◆ EXERCISE REQUIREMENTS
Lay out every line of the rows below as a Markdown table with the columns No. and Text, where No. numbers each line in order and Text holds the line itself. Leave out blank lines.

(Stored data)
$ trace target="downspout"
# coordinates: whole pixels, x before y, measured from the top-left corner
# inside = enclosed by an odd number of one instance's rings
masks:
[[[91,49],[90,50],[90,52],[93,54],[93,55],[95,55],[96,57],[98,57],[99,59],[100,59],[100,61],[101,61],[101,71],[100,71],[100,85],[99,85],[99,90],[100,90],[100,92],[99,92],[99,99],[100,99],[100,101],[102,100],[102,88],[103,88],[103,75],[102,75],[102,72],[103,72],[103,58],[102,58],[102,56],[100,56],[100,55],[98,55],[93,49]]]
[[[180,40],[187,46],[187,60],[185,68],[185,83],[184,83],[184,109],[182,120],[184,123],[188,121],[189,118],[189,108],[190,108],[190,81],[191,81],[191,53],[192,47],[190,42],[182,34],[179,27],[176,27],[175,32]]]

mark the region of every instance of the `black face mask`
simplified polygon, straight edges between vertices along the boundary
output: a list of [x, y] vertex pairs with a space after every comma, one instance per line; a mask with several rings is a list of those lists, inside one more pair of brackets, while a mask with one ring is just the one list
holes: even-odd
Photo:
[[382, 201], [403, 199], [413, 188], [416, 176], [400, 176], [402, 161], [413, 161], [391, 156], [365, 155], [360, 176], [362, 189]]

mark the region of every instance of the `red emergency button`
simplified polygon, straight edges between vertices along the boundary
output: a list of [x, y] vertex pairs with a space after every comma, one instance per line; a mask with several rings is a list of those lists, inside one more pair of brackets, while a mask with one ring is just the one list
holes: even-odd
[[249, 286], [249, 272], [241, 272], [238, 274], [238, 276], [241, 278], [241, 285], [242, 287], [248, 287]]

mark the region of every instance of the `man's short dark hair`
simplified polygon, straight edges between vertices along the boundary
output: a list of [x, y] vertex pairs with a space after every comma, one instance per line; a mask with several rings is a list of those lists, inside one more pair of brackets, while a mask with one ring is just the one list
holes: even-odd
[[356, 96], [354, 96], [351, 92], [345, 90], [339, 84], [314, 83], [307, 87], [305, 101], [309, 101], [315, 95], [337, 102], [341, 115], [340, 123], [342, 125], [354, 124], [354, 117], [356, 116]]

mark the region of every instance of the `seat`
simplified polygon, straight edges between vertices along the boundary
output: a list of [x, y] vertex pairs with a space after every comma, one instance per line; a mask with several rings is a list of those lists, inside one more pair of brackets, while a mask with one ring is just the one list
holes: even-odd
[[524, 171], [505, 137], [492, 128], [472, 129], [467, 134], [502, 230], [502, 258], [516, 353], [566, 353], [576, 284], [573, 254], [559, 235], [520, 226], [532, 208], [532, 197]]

◆ FULL ANSWER
| No. | Text |
|---|---|
| 1 | $ trace target="downspout" |
| 2 | # coordinates: whole pixels, x before y, measured from the top-left corner |
| 3 | # inside = enclosed by an odd number of one instance's rings |
| 4 | masks: |
| 5 | [[[91,49],[90,50],[90,52],[93,54],[93,55],[95,55],[96,57],[98,57],[99,59],[100,59],[100,61],[101,61],[101,71],[100,71],[100,85],[99,85],[99,90],[100,90],[100,92],[99,92],[99,99],[100,99],[100,101],[102,100],[102,88],[103,88],[103,75],[102,75],[102,72],[103,72],[103,58],[102,58],[102,56],[100,56],[100,55],[98,55],[93,49]]] |
| 6 | [[[180,40],[187,46],[187,60],[185,68],[185,83],[184,83],[184,109],[182,120],[184,123],[188,121],[189,118],[189,108],[190,108],[190,81],[191,81],[191,53],[192,47],[190,42],[182,34],[179,27],[176,27],[175,32]]] |
| 7 | mark the region of every instance of the `black face mask` |
| 8 | simplified polygon, straight edges between vertices along the boundary |
| 9 | output: a list of [x, y] vertex pairs with a space after every comma, one instance per line; a mask with several rings is a list of those lists, inside one more pair of brackets, while a mask with one ring is just the one list |
| 10 | holes: even-odd |
| 11 | Photo: |
| 12 | [[382, 201], [403, 199], [413, 188], [416, 176], [400, 176], [402, 161], [413, 161], [391, 156], [365, 155], [360, 176], [362, 189]] |
| 13 | mark the region of every instance of the `red emergency button` |
| 14 | simplified polygon, straight edges between vertices along the boundary |
| 15 | output: a list of [x, y] vertex pairs with a space after every comma, one instance per line; a mask with several rings is a list of those lists, inside one more pair of brackets, while a mask with one ring is just the one list |
| 16 | holes: even-odd |
| 17 | [[249, 286], [249, 272], [241, 272], [238, 274], [238, 276], [241, 278], [241, 285], [242, 287], [248, 287]] |
| 18 | mark the region of every instance of the `man's short dark hair` |
| 19 | simplified polygon, straight edges between vertices along the boundary |
| 20 | output: a list of [x, y] vertex pairs with a space after every comma, one instance per line; a mask with several rings is a list of those lists, inside one more pair of brackets, while a mask with one ring is just the one list |
| 21 | holes: even-odd |
| 22 | [[356, 96], [354, 96], [351, 92], [345, 90], [339, 84], [314, 83], [307, 87], [305, 101], [309, 101], [315, 95], [337, 102], [341, 115], [340, 123], [342, 125], [354, 124], [354, 117], [356, 116]] |
| 23 | mark the region of every instance of the `seat` |
| 24 | simplified polygon, straight edges between vertices along the boundary |
| 25 | output: a list of [x, y] vertex pairs with a space after every comma, one instance per line; a mask with several rings is a list of those lists, inside one more pair of brackets, while a mask with one ring is just the one list |
| 26 | holes: even-odd |
| 27 | [[524, 171], [505, 137], [492, 128], [472, 129], [467, 134], [502, 230], [502, 258], [516, 353], [566, 353], [576, 284], [573, 254], [559, 235], [520, 226], [532, 208], [532, 197]] |